[The input]
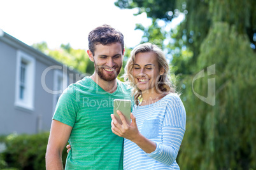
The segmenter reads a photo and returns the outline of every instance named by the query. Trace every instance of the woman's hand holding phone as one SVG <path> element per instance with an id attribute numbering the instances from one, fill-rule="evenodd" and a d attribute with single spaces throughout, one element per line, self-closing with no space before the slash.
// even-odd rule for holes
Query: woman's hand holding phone
<path id="1" fill-rule="evenodd" d="M 131 113 L 132 122 L 131 125 L 129 125 L 120 111 L 117 110 L 117 113 L 119 115 L 122 124 L 120 124 L 118 123 L 115 116 L 111 114 L 111 117 L 112 118 L 112 121 L 111 124 L 112 132 L 120 137 L 125 138 L 132 141 L 138 139 L 141 134 L 137 127 L 136 117 Z"/>

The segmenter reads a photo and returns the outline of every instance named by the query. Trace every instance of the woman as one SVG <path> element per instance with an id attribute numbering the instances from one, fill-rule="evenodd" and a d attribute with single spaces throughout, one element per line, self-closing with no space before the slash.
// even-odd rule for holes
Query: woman
<path id="1" fill-rule="evenodd" d="M 154 44 L 136 46 L 125 67 L 135 105 L 129 125 L 112 114 L 113 133 L 125 138 L 124 169 L 180 169 L 176 158 L 185 130 L 186 114 L 168 79 L 168 63 Z M 136 119 L 136 117 L 137 119 Z"/>

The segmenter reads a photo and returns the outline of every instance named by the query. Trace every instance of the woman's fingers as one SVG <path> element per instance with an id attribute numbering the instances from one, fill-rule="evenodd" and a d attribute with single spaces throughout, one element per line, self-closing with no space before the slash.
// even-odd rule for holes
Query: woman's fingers
<path id="1" fill-rule="evenodd" d="M 69 151 L 70 151 L 71 149 L 71 148 L 69 148 L 68 150 L 67 150 L 67 153 L 68 153 L 68 154 L 69 152 Z"/>

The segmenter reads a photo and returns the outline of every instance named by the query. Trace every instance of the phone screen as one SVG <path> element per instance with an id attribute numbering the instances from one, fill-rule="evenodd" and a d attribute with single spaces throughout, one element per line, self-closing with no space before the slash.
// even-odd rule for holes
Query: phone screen
<path id="1" fill-rule="evenodd" d="M 129 124 L 131 124 L 131 100 L 114 100 L 114 115 L 118 123 L 122 124 L 122 121 L 119 115 L 117 113 L 117 110 L 120 111 L 125 117 L 126 121 Z"/>

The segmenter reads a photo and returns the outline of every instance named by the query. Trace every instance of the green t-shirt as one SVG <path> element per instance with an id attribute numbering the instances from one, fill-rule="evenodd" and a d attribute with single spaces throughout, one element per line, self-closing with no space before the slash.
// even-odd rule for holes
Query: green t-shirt
<path id="1" fill-rule="evenodd" d="M 130 99 L 127 86 L 117 80 L 113 93 L 89 77 L 70 85 L 59 99 L 53 119 L 73 127 L 66 169 L 122 169 L 123 138 L 111 129 L 113 100 Z"/>

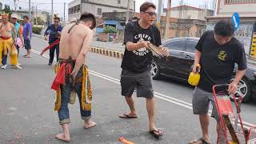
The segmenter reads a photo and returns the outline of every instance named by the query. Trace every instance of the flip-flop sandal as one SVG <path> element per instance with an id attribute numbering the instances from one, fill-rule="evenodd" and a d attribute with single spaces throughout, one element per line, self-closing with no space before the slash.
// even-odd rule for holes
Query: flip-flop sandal
<path id="1" fill-rule="evenodd" d="M 199 143 L 200 142 L 200 143 Z M 210 144 L 210 142 L 207 142 L 206 140 L 204 140 L 202 138 L 200 138 L 198 140 L 194 140 L 190 142 L 190 144 Z"/>
<path id="2" fill-rule="evenodd" d="M 127 114 L 123 114 L 122 115 L 120 115 L 119 118 L 138 118 L 138 116 L 130 116 Z"/>
<path id="3" fill-rule="evenodd" d="M 62 142 L 70 142 L 70 141 L 65 141 L 64 139 L 60 139 L 57 137 L 55 137 L 56 139 L 59 140 L 59 141 L 62 141 Z"/>
<path id="4" fill-rule="evenodd" d="M 155 138 L 159 139 L 162 136 L 162 133 L 159 130 L 153 130 L 149 131 L 149 133 L 153 135 Z"/>

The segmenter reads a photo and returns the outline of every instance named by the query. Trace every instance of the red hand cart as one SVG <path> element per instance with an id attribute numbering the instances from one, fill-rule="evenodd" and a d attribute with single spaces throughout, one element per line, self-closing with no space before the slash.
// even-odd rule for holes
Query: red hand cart
<path id="1" fill-rule="evenodd" d="M 220 122 L 217 144 L 256 144 L 256 126 L 244 126 L 240 115 L 242 97 L 232 94 L 234 100 L 234 106 L 232 106 L 228 86 L 228 84 L 213 86 Z"/>

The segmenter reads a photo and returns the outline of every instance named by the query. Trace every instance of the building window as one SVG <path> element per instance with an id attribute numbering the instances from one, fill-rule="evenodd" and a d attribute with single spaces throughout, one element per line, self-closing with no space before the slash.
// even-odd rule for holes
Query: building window
<path id="1" fill-rule="evenodd" d="M 102 15 L 102 9 L 101 8 L 98 8 L 97 9 L 97 14 L 98 15 Z"/>
<path id="2" fill-rule="evenodd" d="M 225 4 L 256 3 L 256 0 L 225 0 Z"/>

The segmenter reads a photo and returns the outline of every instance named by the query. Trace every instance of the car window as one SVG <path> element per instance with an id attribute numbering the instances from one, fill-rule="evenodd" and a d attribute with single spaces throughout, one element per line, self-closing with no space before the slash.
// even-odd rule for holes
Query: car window
<path id="1" fill-rule="evenodd" d="M 168 47 L 169 50 L 186 51 L 186 41 L 185 40 L 173 41 L 166 44 L 166 46 L 164 46 Z"/>
<path id="2" fill-rule="evenodd" d="M 186 51 L 190 53 L 194 53 L 195 51 L 195 46 L 198 44 L 196 41 L 187 41 L 186 42 Z"/>

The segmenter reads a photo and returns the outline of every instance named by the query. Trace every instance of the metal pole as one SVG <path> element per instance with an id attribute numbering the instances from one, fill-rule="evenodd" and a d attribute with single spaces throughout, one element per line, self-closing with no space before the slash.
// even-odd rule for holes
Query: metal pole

[Requirements]
Scale the part of the records above that opens with the line containing "of the phone" and closes with the line containing "130 99 L 127", both lines included. Write out every line of that part again, multiplying each path coordinate by 1.4 and rounding to a whole number (halves round up), and leave all other text unchanged.

[Written solution]
The segmenter reads a photo and returns the outline of every instance named by the query. Trace every instance of the phone screen as one SVG <path> element per instance with an id attribute numbering the instances from one, fill-rule="evenodd" and a d attribute with single spaces throughout, one element per line, self-closing with no space before the slash.
// even-odd rule for holes
Query: phone screen
<path id="1" fill-rule="evenodd" d="M 181 174 L 183 174 L 183 140 L 160 140 L 160 161 L 165 172 L 171 174 L 171 169 L 167 161 L 164 158 L 164 154 L 168 155 L 175 164 L 176 169 Z"/>

The segmenter reads a photo and returns the outline of every instance named by the query. Trace every instance of the green t-shirt as one SVG <path> element per instance with an id attribute numbering the instances from one, fill-rule="evenodd" and a d attribute with single spaces throughout, one element per line, self-closing with no space before the slash.
// even-odd rule for holes
Query: green t-shirt
<path id="1" fill-rule="evenodd" d="M 182 139 L 178 120 L 164 112 L 158 130 L 125 108 L 98 119 L 83 139 L 74 167 L 102 178 L 92 237 L 171 237 L 172 193 L 155 181 L 158 140 Z"/>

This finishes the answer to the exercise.